**** Source material ****
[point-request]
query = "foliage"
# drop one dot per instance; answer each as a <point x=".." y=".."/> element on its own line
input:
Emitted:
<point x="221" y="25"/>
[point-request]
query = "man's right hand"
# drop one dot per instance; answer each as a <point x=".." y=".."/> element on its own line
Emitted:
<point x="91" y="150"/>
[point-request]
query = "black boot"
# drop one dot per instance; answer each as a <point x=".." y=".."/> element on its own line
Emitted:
****
**** Source material ****
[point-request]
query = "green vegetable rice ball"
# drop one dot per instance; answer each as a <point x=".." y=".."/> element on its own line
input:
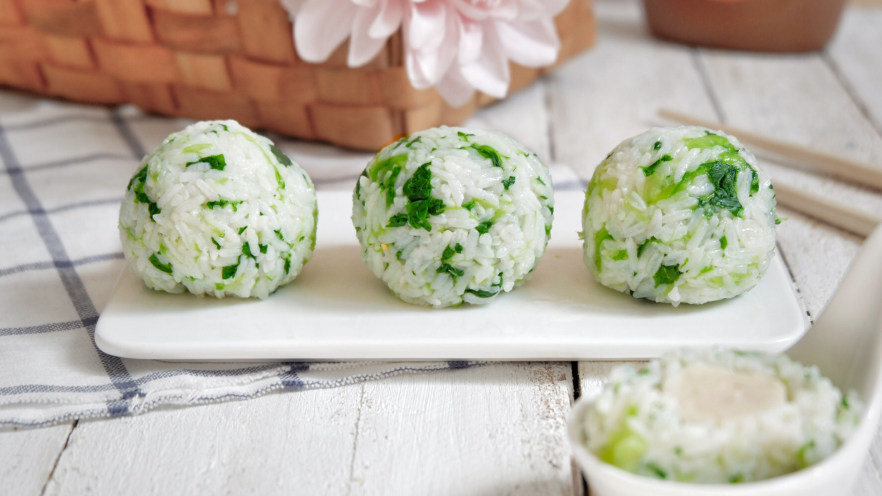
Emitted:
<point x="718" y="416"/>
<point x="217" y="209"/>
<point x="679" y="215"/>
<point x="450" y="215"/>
****
**** Source material ****
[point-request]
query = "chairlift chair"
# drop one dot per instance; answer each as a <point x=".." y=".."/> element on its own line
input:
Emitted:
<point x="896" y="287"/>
****
[Problem description]
Pick out every line above that contains the string "query", and copy each one in full.

[Response to this exercise]
query = "foliage"
query = "man's right hand"
query = "black boot"
query = "green vegetable rice ball"
query = "chairlift chair"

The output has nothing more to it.